Stated task:
Locate the line that contains "Q: Find one point on every instance of the drain" in the entries below. Retype it and all following lines through the final one, character for character.

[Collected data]
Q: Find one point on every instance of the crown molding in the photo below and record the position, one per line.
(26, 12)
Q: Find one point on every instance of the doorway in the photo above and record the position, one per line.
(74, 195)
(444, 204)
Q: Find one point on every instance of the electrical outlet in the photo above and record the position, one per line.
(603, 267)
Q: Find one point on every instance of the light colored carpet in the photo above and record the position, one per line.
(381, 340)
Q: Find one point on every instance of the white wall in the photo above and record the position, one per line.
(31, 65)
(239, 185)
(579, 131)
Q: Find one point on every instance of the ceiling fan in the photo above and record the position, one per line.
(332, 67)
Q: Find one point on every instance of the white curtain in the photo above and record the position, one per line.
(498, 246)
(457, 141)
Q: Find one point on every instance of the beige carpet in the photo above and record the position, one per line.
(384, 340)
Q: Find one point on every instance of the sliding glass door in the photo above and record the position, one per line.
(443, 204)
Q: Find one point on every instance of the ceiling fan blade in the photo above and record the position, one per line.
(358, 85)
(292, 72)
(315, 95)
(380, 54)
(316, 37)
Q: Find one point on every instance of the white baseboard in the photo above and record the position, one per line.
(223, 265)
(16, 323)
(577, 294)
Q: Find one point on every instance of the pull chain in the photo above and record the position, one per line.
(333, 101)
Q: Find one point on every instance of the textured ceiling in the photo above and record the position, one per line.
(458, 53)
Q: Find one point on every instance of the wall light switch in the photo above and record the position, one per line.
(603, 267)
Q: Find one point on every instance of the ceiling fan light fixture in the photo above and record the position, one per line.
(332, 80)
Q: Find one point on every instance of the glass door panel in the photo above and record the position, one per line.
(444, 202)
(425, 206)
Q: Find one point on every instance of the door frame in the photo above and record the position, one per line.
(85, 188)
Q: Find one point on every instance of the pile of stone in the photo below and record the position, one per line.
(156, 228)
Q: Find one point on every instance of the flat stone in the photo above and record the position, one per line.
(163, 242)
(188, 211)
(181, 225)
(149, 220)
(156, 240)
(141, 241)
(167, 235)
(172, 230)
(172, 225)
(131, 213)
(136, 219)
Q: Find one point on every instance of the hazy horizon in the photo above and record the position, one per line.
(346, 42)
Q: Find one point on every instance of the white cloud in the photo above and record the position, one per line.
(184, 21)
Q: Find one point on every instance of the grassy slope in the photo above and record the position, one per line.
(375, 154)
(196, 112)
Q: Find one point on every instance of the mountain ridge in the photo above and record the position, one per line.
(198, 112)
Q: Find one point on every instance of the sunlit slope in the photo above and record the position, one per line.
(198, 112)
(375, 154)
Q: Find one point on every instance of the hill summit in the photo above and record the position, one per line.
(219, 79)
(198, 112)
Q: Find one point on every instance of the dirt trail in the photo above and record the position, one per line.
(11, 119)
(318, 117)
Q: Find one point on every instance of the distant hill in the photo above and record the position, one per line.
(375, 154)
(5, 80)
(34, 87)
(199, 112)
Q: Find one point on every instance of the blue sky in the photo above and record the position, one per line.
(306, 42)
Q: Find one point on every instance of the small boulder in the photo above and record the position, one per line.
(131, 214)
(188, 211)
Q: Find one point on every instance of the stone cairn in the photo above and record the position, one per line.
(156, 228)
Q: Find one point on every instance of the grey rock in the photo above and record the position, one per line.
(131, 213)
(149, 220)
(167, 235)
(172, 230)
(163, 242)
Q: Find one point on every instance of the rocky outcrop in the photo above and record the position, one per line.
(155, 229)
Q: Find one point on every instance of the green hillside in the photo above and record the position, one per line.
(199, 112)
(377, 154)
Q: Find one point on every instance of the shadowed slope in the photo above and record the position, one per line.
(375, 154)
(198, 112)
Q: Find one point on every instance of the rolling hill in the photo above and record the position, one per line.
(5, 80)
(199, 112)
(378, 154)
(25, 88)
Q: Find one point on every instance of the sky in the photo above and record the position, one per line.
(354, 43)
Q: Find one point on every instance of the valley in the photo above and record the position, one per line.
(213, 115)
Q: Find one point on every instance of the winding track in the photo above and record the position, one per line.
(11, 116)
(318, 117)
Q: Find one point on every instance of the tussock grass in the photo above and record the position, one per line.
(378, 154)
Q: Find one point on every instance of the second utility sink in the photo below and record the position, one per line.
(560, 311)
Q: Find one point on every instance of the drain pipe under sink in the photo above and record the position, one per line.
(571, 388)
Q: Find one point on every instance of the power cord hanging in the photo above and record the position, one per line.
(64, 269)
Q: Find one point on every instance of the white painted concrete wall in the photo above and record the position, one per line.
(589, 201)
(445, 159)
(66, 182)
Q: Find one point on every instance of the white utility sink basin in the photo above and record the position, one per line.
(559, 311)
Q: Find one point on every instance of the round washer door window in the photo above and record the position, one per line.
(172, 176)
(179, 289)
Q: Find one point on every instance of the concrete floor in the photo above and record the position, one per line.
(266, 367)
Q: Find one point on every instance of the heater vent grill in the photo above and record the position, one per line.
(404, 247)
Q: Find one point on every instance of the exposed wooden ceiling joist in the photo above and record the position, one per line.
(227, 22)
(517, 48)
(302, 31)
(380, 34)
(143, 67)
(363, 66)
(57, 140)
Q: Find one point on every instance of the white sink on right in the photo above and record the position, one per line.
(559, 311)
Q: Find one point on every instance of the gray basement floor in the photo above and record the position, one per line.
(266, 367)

Answer:
Q: Find one point on every instance of the drain pipe under sink in the photo above and record the position, one per line.
(571, 388)
Q: Find one point on every instance of the power cord hanging in the photo above and record the position, one per line.
(64, 269)
Q: Find one point on every instance of the white painted concrete wall in the photo above and record the position, one per line.
(589, 201)
(445, 159)
(66, 182)
Q: Find one point on every instance of the white utility sink basin in the photo above and record the position, one per line.
(559, 311)
Q: Find one point on every instance of the round washer door window in the photo above and record the position, one per line.
(172, 176)
(179, 289)
Q: Find one point on every instance of the concrete floor in the photo above and record the position, one per line.
(266, 367)
Q: Find one point on every instance of the heater vent grill in the photo above and record the position, one per line.
(404, 247)
Q: Find one point on every instance of the exposed wooden ceiling joist in the photo above and record the position, one per line.
(227, 22)
(517, 48)
(302, 31)
(380, 34)
(143, 67)
(363, 66)
(57, 140)
Q: Find one point on every instance of the white sink on right in the photo above and record the position, one per line.
(559, 311)
Q: Find one point on every instance of the gray basement floor in the photo above and record the position, one per line.
(266, 367)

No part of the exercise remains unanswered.